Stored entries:

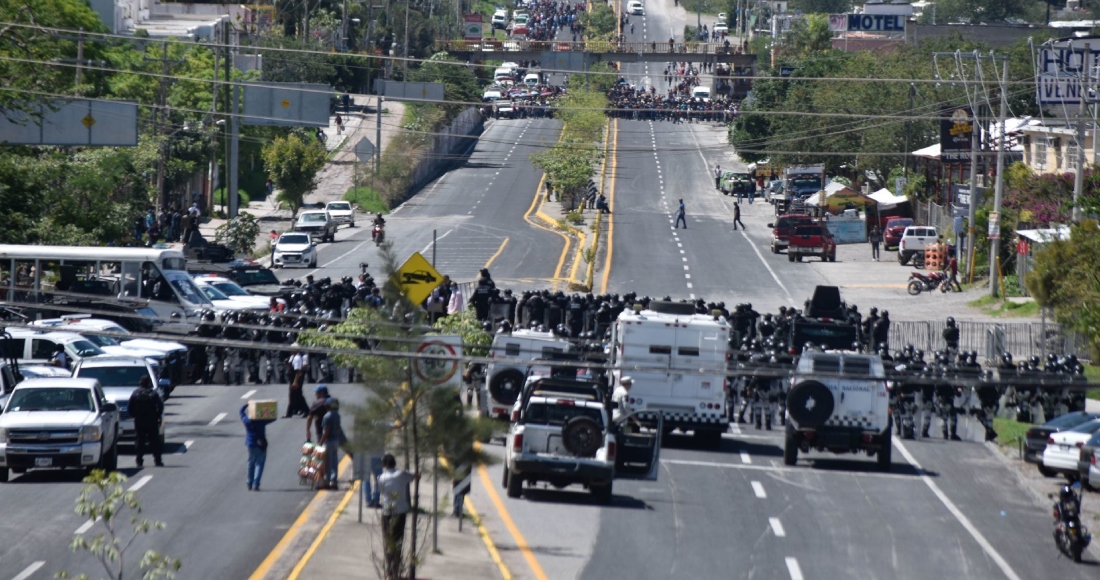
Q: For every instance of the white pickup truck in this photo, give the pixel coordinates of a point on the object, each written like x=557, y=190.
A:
x=58, y=423
x=562, y=436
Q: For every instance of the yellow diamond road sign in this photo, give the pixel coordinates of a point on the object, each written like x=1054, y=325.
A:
x=417, y=278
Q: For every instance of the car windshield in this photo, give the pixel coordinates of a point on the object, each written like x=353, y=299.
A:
x=114, y=375
x=212, y=293
x=1087, y=427
x=294, y=238
x=230, y=290
x=84, y=348
x=252, y=277
x=543, y=414
x=54, y=398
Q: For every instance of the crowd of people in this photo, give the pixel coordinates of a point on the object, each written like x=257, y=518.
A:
x=630, y=101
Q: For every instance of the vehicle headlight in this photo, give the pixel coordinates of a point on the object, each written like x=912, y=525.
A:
x=90, y=433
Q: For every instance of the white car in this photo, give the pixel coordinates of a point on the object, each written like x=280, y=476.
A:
x=295, y=250
x=342, y=211
x=120, y=376
x=1064, y=448
x=233, y=291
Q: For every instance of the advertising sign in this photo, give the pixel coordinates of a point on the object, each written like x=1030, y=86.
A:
x=1062, y=66
x=955, y=133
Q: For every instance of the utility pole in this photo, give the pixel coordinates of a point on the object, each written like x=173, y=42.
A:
x=994, y=244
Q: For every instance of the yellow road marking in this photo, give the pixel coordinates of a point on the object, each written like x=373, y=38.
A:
x=265, y=566
x=497, y=254
x=611, y=217
x=325, y=532
x=532, y=562
x=493, y=553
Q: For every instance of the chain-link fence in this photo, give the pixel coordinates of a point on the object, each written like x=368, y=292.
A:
x=991, y=339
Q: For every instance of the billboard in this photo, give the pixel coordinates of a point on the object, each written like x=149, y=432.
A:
x=956, y=129
x=1062, y=66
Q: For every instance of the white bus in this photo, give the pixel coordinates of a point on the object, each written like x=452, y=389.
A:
x=151, y=282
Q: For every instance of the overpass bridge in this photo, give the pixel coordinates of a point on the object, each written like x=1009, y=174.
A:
x=576, y=55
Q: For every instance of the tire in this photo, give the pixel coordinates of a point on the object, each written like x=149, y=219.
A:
x=883, y=457
x=111, y=459
x=582, y=436
x=514, y=485
x=791, y=447
x=799, y=404
x=506, y=385
x=603, y=493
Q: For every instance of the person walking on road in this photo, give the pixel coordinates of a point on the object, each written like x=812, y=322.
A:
x=876, y=239
x=680, y=216
x=146, y=408
x=394, y=488
x=255, y=439
x=332, y=438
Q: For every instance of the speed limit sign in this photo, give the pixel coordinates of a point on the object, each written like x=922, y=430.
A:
x=438, y=361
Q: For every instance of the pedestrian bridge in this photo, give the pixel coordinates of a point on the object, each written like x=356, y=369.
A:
x=591, y=52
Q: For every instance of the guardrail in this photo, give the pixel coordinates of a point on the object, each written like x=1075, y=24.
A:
x=590, y=46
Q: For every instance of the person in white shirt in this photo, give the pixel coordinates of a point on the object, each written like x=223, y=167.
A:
x=394, y=495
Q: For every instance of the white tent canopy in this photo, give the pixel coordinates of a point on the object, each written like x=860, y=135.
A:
x=886, y=199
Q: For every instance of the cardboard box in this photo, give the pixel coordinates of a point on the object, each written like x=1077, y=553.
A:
x=262, y=409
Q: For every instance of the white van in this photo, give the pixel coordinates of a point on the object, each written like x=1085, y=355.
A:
x=701, y=92
x=505, y=380
x=678, y=361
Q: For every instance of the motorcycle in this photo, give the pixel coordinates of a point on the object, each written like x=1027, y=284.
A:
x=1069, y=535
x=919, y=282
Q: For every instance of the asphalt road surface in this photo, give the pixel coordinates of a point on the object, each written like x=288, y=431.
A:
x=216, y=526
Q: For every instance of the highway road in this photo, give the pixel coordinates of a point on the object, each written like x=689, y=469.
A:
x=216, y=526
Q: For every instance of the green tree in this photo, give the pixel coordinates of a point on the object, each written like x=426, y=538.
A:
x=105, y=503
x=239, y=233
x=293, y=164
x=1065, y=278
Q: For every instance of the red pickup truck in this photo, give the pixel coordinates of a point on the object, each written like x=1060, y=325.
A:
x=782, y=228
x=811, y=239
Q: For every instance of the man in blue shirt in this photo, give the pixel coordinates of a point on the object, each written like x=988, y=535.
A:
x=255, y=439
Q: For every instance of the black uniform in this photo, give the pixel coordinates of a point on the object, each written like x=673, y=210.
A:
x=146, y=409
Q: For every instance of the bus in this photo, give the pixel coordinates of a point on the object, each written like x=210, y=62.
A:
x=150, y=282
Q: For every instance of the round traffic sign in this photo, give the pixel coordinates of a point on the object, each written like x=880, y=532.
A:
x=437, y=371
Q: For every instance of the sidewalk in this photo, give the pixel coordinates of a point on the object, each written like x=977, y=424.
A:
x=352, y=549
x=337, y=177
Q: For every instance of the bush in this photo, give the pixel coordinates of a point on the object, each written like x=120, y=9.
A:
x=367, y=199
x=219, y=197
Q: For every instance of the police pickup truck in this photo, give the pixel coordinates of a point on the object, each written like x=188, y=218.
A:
x=561, y=435
x=58, y=423
x=838, y=403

#### EXERCISE
Arrange the lines from the one with "Q: For every instance of the yellow diamond" through the one with "x=991, y=339" as a Markdown table with the columns Row and Line, numbering each line and leaving out any blank lines.

#### FULL ANSWER
| Row | Line |
|---|---|
| 1 | Q: For every instance of the yellow diamond road sign in this photo, give the pixel coordinates of a point on the object, each written like x=1054, y=325. |
| 2 | A: |
| 3 | x=417, y=278 |
| 4 | Q: For every instance of the car windshield in this photo, give the pixel coordinates of a point on the object, each written like x=353, y=299. |
| 5 | A: |
| 6 | x=114, y=375 |
| 7 | x=212, y=293 |
| 8 | x=1087, y=427 |
| 9 | x=294, y=238 |
| 10 | x=230, y=290 |
| 11 | x=84, y=348 |
| 12 | x=252, y=277 |
| 13 | x=543, y=414 |
| 14 | x=54, y=398 |
| 15 | Q: For every instance of the crowd of people in this photo, give the pixel coordinates of a point on the object, each written like x=257, y=518. |
| 16 | A: |
| 17 | x=630, y=101 |
| 18 | Q: For every instance of the vehicle headlight in this photo, give the pixel coordinates of a point on the object, each written like x=912, y=525. |
| 19 | A: |
| 20 | x=90, y=433 |
| 21 | Q: For every instance of the white car in this photo, give the pixel coordinates of a point on the object, each written like x=280, y=476. |
| 22 | A: |
| 23 | x=295, y=250 |
| 24 | x=342, y=211 |
| 25 | x=120, y=376 |
| 26 | x=1064, y=448 |
| 27 | x=233, y=291 |
| 28 | Q: For every instance of the advertising sign in this photo, give the pixel coordinates of a point on the object, each written like x=1030, y=86. |
| 29 | A: |
| 30 | x=1062, y=66 |
| 31 | x=955, y=133 |
| 32 | Q: For every instance of the utility pole in this photo, give the pixel coordinates of a point on the object, each written like x=173, y=42. |
| 33 | A: |
| 34 | x=994, y=244 |
| 35 | Q: For every instance of the yellow road marking in this photo, give the pixel coordinates of a point on the object, each written like x=373, y=38. |
| 36 | A: |
| 37 | x=265, y=566 |
| 38 | x=497, y=254 |
| 39 | x=611, y=217 |
| 40 | x=325, y=532 |
| 41 | x=532, y=562 |
| 42 | x=493, y=553 |
| 43 | Q: For every instance of the chain-link fence in this photo, give the pixel coordinates of a point on the object, each written like x=368, y=292. |
| 44 | A: |
| 45 | x=991, y=339 |